__Selected excerpt__.
The framework automatically identifies what each source in the XML is:

| Source Type | Detection Method |
|------------|-----------------|
| SQL Server | `DATABASETYPE` attribute, connection properties |
| Oracle | `DATABASETYPE` attribute, JDBC driver class |
| Flat File (CSV) | File extension, `DATABASETYPE=Flat File`, delimiter attributes |
| Parquet | `.parquet` file extension in source attributes |
| DAT | `.dat` file extension |
| XML | `.xml` extension or `DATABASETYPE=XML` |
| JSON | `.json` extension or `DATABASETYPE=JSON` |
| Text | `.txt`/`.text`/`.log` extension |
| No Extension | File source with no recognizable extension |
| Fixed Width | `DATABASETYPE=Fixed-Width` or file type attribute |

Connection details (JDBC URLs, driver JARs, host/port) are automatically extracted and included in the generated `config.yml`.

__Required tasks__.
A. Decide whether each statement agrees with the text on source type detection: (i) SQL Server sources are detected by the JDBC driver class; (ii) connection details are extracted automatically and put in the generated config file; (iii) a file source with no recognizable extension still gets its own source type. Answer yes or no for each and quote the deciding words.
B. In the text on source type detection, which connection details are given as examples of what gets extracted automatically?

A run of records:
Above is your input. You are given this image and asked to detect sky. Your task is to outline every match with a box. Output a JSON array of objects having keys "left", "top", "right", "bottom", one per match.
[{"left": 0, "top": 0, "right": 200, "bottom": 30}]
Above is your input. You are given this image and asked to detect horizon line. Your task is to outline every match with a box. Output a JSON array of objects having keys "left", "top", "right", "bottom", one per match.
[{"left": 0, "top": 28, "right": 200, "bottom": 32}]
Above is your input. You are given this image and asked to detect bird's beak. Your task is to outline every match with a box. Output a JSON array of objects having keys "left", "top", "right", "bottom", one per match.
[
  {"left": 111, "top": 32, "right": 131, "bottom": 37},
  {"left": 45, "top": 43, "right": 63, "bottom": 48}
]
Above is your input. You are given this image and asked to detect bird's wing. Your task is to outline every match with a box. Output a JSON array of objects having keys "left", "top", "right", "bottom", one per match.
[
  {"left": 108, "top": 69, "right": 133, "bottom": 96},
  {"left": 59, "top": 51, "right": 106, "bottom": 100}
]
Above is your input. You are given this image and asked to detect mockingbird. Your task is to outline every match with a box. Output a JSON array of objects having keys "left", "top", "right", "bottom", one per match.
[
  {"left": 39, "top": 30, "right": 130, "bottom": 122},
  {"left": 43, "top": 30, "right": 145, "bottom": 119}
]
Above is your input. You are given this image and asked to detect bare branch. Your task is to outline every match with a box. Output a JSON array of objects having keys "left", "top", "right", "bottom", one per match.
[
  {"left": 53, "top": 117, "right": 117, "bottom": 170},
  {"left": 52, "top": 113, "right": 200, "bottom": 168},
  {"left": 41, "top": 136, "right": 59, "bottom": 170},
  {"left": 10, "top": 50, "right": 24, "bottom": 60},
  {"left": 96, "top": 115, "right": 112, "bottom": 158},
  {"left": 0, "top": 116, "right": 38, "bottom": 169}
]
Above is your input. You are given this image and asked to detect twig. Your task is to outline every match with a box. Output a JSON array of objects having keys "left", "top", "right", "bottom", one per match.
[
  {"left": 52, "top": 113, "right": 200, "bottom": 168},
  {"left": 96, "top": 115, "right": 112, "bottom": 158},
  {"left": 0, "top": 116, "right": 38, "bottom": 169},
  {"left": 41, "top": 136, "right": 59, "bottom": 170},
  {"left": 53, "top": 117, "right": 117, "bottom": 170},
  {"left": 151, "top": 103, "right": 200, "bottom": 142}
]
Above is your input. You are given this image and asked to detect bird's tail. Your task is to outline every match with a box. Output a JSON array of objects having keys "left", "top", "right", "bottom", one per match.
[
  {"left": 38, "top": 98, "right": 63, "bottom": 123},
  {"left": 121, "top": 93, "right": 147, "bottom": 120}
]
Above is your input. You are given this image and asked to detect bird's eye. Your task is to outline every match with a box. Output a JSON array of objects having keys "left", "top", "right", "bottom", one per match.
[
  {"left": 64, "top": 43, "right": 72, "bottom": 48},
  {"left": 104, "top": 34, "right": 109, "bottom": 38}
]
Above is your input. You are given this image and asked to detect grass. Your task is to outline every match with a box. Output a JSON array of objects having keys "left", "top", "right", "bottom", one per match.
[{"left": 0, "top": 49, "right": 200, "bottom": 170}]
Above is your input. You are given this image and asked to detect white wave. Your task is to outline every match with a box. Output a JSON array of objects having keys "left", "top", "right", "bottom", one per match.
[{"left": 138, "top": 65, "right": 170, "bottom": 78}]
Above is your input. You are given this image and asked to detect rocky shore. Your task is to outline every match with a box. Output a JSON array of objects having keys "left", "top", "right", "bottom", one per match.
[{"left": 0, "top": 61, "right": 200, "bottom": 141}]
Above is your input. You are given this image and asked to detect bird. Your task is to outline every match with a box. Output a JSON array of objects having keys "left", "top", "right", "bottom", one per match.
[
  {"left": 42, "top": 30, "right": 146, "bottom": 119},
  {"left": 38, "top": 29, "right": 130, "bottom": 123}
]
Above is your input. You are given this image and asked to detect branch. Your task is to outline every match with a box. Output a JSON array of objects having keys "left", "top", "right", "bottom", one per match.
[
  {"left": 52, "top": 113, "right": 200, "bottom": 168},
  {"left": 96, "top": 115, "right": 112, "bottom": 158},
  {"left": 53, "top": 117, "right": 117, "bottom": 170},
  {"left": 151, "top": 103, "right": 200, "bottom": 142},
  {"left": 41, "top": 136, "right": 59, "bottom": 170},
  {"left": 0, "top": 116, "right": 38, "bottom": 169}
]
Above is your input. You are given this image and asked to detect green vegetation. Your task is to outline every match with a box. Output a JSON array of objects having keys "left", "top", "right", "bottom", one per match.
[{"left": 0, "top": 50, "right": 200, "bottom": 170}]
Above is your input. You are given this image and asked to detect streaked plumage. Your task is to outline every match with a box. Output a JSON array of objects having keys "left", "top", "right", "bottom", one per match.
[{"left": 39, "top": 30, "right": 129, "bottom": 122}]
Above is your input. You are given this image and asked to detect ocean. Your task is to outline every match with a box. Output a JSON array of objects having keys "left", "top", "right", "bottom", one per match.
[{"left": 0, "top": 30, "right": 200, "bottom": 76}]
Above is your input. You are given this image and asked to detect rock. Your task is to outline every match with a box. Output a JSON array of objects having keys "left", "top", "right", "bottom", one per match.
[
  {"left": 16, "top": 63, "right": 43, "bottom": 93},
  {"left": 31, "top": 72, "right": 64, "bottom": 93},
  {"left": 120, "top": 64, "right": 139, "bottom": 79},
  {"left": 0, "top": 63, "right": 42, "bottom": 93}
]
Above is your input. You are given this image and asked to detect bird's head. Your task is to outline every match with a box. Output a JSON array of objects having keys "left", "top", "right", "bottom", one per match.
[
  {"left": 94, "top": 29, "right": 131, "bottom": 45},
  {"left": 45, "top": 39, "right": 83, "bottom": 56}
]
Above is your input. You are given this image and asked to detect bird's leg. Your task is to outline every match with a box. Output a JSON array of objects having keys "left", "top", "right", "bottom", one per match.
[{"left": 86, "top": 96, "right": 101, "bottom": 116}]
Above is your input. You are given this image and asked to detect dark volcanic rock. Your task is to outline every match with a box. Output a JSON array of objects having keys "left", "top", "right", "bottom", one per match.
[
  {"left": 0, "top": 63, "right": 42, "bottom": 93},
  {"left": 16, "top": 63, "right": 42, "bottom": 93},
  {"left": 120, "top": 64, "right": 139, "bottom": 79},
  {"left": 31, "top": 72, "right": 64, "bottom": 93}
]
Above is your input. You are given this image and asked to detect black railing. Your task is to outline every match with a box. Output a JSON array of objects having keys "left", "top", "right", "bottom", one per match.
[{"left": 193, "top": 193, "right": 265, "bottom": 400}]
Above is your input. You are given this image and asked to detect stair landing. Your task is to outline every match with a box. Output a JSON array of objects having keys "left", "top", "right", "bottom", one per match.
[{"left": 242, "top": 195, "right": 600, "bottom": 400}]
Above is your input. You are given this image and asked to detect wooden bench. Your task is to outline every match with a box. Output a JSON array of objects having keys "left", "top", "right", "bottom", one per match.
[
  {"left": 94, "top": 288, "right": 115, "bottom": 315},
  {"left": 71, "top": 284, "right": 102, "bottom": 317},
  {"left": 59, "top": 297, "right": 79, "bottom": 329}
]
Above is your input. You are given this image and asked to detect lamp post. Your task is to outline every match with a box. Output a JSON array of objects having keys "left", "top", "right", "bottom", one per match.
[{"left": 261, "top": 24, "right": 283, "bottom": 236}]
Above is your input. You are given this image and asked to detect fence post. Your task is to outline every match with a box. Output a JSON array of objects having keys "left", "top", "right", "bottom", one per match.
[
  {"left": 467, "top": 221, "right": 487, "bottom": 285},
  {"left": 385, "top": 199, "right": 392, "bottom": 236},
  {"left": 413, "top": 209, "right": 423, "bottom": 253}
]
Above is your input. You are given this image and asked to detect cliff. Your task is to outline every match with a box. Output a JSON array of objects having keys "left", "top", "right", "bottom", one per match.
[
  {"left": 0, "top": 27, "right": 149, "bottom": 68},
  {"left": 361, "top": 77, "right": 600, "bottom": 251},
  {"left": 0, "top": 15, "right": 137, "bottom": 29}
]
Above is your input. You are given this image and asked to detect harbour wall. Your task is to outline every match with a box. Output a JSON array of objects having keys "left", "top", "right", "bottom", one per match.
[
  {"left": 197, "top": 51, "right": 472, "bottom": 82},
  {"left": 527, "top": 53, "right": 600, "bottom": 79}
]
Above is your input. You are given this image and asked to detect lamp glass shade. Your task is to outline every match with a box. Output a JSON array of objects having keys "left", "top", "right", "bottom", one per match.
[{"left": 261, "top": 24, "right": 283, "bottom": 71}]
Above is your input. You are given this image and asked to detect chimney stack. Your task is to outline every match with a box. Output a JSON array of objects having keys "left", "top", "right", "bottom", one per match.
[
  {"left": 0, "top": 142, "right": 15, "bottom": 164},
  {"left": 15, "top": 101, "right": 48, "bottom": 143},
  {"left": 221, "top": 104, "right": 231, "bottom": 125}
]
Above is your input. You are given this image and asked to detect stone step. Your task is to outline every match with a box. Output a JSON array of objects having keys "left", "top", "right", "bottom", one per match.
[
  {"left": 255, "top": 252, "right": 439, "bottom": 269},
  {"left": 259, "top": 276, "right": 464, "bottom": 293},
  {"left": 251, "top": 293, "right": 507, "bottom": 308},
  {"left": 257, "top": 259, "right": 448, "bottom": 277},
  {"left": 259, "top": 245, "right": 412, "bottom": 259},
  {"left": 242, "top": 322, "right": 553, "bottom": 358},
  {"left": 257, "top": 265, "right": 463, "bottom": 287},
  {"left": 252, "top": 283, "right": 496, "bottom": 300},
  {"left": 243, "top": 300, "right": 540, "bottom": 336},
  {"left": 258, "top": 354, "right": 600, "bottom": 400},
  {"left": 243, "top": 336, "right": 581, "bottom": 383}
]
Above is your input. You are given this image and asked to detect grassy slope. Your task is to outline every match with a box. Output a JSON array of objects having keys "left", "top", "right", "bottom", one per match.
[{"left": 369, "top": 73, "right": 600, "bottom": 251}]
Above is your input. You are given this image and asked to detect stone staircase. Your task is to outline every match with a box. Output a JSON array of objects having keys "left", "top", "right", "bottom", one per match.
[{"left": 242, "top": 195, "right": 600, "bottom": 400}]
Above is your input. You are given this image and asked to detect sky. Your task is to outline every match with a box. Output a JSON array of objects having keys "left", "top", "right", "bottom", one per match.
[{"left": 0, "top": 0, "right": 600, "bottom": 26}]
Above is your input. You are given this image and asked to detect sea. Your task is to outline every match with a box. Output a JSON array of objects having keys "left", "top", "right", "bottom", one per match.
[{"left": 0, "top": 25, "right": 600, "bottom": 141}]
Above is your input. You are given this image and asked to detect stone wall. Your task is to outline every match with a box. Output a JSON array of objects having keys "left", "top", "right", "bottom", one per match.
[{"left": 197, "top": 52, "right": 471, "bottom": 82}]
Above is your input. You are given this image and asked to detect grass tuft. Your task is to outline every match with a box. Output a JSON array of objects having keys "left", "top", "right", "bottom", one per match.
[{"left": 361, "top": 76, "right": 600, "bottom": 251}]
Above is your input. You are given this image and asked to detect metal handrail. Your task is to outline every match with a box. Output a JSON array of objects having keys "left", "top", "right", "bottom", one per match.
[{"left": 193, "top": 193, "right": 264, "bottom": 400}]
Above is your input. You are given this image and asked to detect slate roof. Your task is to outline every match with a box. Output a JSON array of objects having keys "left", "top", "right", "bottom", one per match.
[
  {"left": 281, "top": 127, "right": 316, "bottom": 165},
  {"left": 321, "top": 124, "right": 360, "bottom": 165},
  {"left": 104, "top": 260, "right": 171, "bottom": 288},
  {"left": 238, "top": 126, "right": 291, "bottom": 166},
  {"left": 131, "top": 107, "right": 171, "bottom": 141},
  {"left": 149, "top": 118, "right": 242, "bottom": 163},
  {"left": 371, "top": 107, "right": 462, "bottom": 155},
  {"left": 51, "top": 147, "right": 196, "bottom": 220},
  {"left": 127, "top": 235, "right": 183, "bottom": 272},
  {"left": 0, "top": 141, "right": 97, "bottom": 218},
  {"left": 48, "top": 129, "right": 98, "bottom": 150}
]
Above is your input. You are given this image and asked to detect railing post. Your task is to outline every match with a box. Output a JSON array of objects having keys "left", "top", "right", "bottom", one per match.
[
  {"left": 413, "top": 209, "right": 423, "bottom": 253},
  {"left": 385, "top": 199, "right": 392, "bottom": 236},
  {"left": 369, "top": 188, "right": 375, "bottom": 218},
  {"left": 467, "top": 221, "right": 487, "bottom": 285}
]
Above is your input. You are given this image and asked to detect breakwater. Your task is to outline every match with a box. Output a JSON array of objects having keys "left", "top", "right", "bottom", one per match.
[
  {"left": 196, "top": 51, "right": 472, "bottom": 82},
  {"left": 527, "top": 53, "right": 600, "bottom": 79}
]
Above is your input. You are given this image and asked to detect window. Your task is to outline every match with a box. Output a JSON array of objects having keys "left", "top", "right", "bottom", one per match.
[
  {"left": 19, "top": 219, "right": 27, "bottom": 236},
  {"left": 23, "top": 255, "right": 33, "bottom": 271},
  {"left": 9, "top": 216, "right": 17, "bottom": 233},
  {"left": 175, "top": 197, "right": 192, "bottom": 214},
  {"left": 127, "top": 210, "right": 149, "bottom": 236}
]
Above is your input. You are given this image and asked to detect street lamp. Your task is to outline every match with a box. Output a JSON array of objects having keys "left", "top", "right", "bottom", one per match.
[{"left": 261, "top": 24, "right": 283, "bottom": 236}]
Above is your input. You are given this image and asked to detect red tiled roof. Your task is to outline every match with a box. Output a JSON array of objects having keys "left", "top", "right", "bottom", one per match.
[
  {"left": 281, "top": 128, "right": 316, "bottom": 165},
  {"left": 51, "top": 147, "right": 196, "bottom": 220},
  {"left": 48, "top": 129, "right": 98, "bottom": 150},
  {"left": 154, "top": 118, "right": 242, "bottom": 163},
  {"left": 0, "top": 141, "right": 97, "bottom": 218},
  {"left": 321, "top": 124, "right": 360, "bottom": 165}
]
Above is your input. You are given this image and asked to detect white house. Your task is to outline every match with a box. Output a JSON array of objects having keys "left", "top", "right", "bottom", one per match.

__Exercise solutions__.
A.
(i) No: "connection properties"
(ii) Yes: "automatically extracted and included in the generated"
(iii) Yes: "File source with no recognizable extension"

B. JDBC URLs, driver JARs, and host/port.